Tarefas a fazer
A. Responda, por favor, às perguntas abaixo sobre o texto da nova peça:
(i) Qual é o título da peça?
(ii) Onde vivem as duas velhinhas?
(iii) Como é o temperamento de Terezinha?
B. Dê continuidade ao texto da nova peça a partir do ponto em que ele termina.

Trecho do documento
====
Ando às voltas com a escrita de uma nova peça. Sobre duas velhinhas num asilo; alegre não é? Mas também não é de todo triste, tem humor, ora, como não? A vida é uma grande ironia, duas senhoras com tempo de percurso conhecem bem os truques dessa aventura. Em À beira do abismo me cresceram asas, Valdina leva um dia a dia otimista e sem saudosismos. Terezinha é de temperamento mais carrancudo. Em comum, têm a praticidade dos que aprenderam a simplificar a vida já que não há tempo para complicá-la. Há também entre elas, mais do que tudo, a indispensável amizade que encanta e justifica o momento do grande final. Pra você, em primeira mão aqui, pitadas dos diálogos que compõe esta história:
- O que vc vê quando olha pra mim? Uma velha rabugenta e reclamona? Eu não sou o que você está olhando. Eu sou aquilo que está dentro do q você está olhando. E o que eu converso com você vem de lá, eu sou o lado avesso da velha que vc vê.
- A gente tem que abandonar o passado todos os dias, ou aceitá-lo. Quem não consegue, vira artista como eu, que é pra transformar, e o resto vira chato mesmo, e reclama reclama reclama.
- Sempre tive o espírito certo pra ser artista, era livre por dentro.
- Nós é que somos ansiosos, amarrados nessa carne velha, uma dor aqui, outra ali. Um monte de coisa por fazer e cadê a força? E o tempo, esse traiçoeiro? Quando a gente quer que passe ele se arrasta, quando precisa dele já não tem. O jovem não, tá tranquilo, vivendo o dia de hoje, se lixando pro amanhã.... isso é que é espiritualidade.
====
Trecho dos dados
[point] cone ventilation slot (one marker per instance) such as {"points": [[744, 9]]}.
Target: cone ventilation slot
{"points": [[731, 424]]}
====
Respostas por item
A.
(i) À beira do abismo me cresceram asas.
(ii) Num asilo.
(iii) Mais carrancudo.

B.
- Problema do jovem é juventude em excesso, mas como é sabido, todo mundo se cura disso.
- Filtro pra que? Voltei pra infância, falo o que passa na cabeça.
- Tem o povo do chinelão, que senta na frente da tv pra assistir a vida dos outros, e acha que a alegria é uma grande injustiça mal distribuída.
- Quando chegaram diziam que eram irmãs. Mas uma é preta e a outra branca, uma gordona, dentuça, a outra magra, não se parecem nadinha, e viviam de meu amorzinho pra cá, comida na boca uma da outra. Logo todo mundo entendeu que aquilo não era amor de irmã.
- Se deixasse o mundo por conta dos homens eles estavam até hoje medindo tacapes. Homem gosta de uma comparação. Se a gente diz prum homem que ele é inteligente, ele fica contente, mas se falar que ele é tão inteligente quanto o Churchill, aí... ele exulta!
- Eles também fingem Valdina. Fingem intensidade que é pra ver se a gente se anima.
- A velhice não é pra covardes’, Edith Piaf. Gosta dela?
- Todo domingo nós saímos para caminhar. Fazemos companhia uma à outra. Reparou como estou bonita? Roupa de domingo, eu mesma cortei, costurei. Há pouco tempo as mãos ainda obedeciam. Sou magrinha, como pouco, ainda cabe. Diga se não estou uma uva.

- Uma dor partilhada é metade da tristeza, mas a felicidade, quando a gente divide, parece que dobra.
- Virei um peso. Triste acordar e não ter nada para fazer...Se eu morrer hoje, amanhã estão pintando as paredes do quarto para a chegada de outro ancião.
- Olha, é o seguinte, se Deus existe e ele me apontou a maçã lá no paraíso – sabendo quem eu sou - é porque queria que eu transgredisse. Então tô aqui seguindo meu destino: pecando!
- Morrer é mesmo uma coisa muito besta. O sujeito tá cheio de planos, tentando fazer o melhor possível, atravessa uma rua e é atropelado. Ou morre de doença que faz ainda menos sentido.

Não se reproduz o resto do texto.